* begin Text passage *
Charlie Gordon said:
James said "the same kind", not "the same amount".
I do enable a ton of warnings, and use extra tools such as valgrind,
sparse, and custom made ones.
I haven't looked at your compiler yet, I'm willing to bet the code would
benefit from such a treatment.
potentially...
actually, I am ending up endlessly debugging and fixing things, but not so
much syntactic, primarily semantic issues.
a recent example was rigging up some 'bypass' code to allow me to more
effieciently move floats and doubles between the FPU and SSE (happens, say,
whenever one uses sin or cos), because, as it was before, this operation
would end up flushing the register allocator (bad...). now, it is just
storing into memory (the bottom of the compiler's notion of the stack) on
one end, and loading from the other (still not sure why x86 lacks opcodes
like 'fld32 xmm3', or 'fstp64 xmm0', these would be useful...).
another recent example was noting that my expression parsing, didn't exactly
closely match the C operator precedence rules (noted in part, because me
typing '*(vec3 *)(&v0)', failed to parse right...).
to a large degree, my parser was just sort of reused from my last scripting
language and beaten into shape, but I had failed to notice that I had not
gone and more correctly fixed up the precedence heirarchy (unary and postfix
operators were the same precedence, bitwise operators were the same as
normal arithmetic operators, ...).
so, now, everything is much more closely in tune with the C stadard, for
better or for worse (I don't entirely like C's precedence rules, but then
again, this is partly why my last script lang did them differently, but in
any case conformance forces me to live with them...).
* end Text passage *
Please edit the passage about debugging the compiler: reproduce it starting at "to a large degree, my" and ending at "live with them...).", with "parser" changed to "expression parser".
* begin Source material *
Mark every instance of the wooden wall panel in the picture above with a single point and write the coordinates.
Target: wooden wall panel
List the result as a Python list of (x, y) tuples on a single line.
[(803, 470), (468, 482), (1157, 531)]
* end Source material *
Exercise answer>
to a large degree, my expression parser was just sort of reused from my last scripting
language and beaten into shape, but I had failed to notice that I had not
gone and more correctly fixed up the precedence heirarchy (unary and postfix
operators were the same precedence, bitwise operators were the same as
normal arithmetic operators, ...).
so, now, everything is much more closely in tune with the C stadard, for
better or for worse (I don't entirely like C's precedence rules, but then
again, this is partly why my last script lang did them differently, but in
any case conformance forces me to live with them...).